Skip to content

DataProcessing

Data Processing

here in this case you will see an example data required by EasyDeL to pre-train or fine-tune models

from datasets import load_dataset
from easydel.data_preprocessing import DataProcessor, DataProcessorArguments
from transformers import LlamaTokenizerFast


def main():
    tokenizer = LlamaTokenizerFast.from_pretrained("meta-llama/Llama-2-7b-chat-hf")
    dataset = load_dataset("erfanzar/orca-lite")
    print(dataset)

    #     DatasetDict({
    #         train: Dataset({
    #             features: ['user', 'gpt', 'system', 'llama_2_prompt_style', 'prompt_length'],
    #             num_rows: 101397
    #         })
    #     })

    processor_arguments = DataProcessorArguments(
        max_position_embeddings=2048,
        num_proc=6,
        prompt_field='llama_2_prompt_style',

    )

    easydel_dataset = DataProcessor.process_data(
        data=dataset['train'],
        tokenizer=tokenizer,
        arguments=processor_arguments,
        field='train'
    )
    print(easydel_dataset)
    # DatasetDict({
    #     train: Dataset({
    #         features: ['input_ids', 'attention_mask'],
    #         num_rows: 101397
    #     })
    # })


if __name__ == "__main__":
    main()

now you can pass this data to Trainer and train your model 😇.

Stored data
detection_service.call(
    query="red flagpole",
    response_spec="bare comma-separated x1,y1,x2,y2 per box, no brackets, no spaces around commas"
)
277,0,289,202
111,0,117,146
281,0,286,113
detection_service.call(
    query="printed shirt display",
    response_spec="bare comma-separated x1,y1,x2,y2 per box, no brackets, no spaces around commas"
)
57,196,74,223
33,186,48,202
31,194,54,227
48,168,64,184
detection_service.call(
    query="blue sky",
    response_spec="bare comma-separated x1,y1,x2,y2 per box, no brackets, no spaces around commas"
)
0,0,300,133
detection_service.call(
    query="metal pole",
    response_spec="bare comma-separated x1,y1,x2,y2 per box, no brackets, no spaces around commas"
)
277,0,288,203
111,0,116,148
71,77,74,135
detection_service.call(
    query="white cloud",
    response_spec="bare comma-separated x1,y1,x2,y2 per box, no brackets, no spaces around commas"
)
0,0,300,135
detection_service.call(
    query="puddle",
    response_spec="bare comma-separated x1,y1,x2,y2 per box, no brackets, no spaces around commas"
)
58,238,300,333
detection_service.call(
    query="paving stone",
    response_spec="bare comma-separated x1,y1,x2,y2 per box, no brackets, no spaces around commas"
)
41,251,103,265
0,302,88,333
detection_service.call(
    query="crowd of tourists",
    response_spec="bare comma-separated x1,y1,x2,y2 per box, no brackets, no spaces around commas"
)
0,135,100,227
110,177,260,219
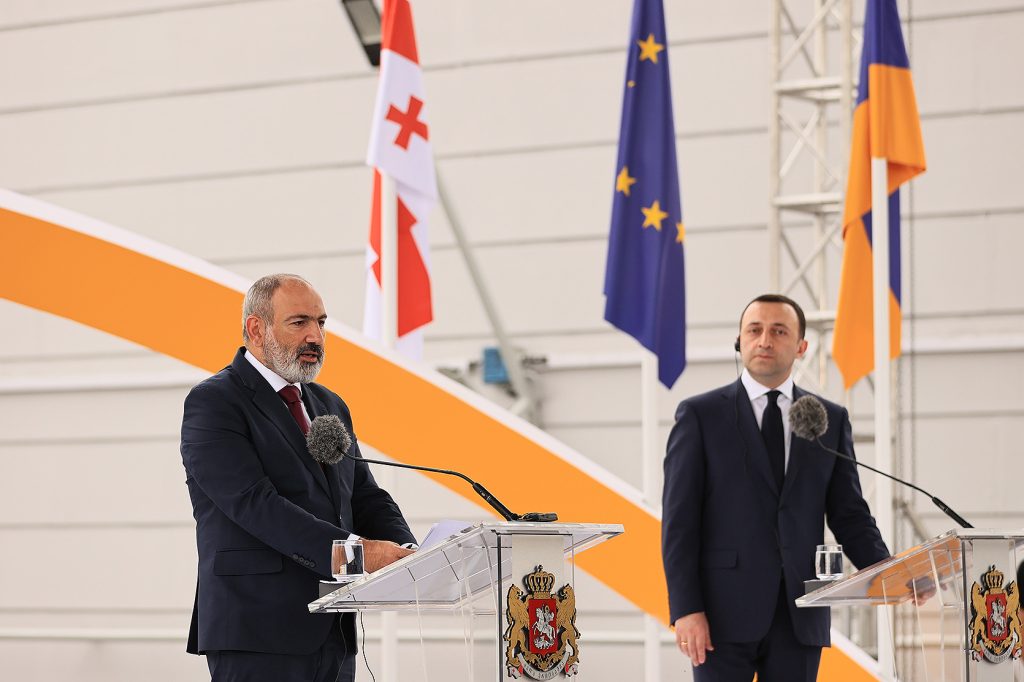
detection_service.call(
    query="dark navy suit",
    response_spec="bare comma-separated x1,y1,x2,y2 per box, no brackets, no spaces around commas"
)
662,380,889,679
181,348,416,654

WHAT YOU WILL DO:
Reproduce the entire data processing page word for word, code included. The records are not required for the task.

RESULT BELOW:
Skip to content

DataProcessing

Data Processing

here in this case you will see an example data required by EasyDeL to pre-train or fine-tune models

from datasets import load_dataset
from easydel.data_preprocessing import DataProcessor, DataProcessorArguments
from transformers import LlamaTokenizerFast


def main():
    tokenizer = LlamaTokenizerFast.from_pretrained("meta-llama/Llama-2-7b-chat-hf")
    dataset = load_dataset("erfanzar/orca-lite")
    print(dataset)

    #     DatasetDict({
    #         train: Dataset({
    #             features: ['user', 'gpt', 'system', 'llama_2_prompt_style', 'prompt_length'],
    #             num_rows: 101397
    #         })
    #     })

    processor_arguments = DataProcessorArguments(
        max_position_embeddings=2048,
        num_proc=6,
        prompt_field='llama_2_prompt_style',

    )

    easydel_dataset = DataProcessor.process_data(
        data=dataset['train'],
        tokenizer=tokenizer,
        arguments=processor_arguments,
        field='train'
    )
    print(easydel_dataset)
    # DatasetDict({
    #     train: Dataset({
    #         features: ['input_ids', 'attention_mask'],
    #         num_rows: 101397
    #     })
    # })


if __name__ == "__main__":
    main()

now you can pass this data to Trainer and train your model 😇.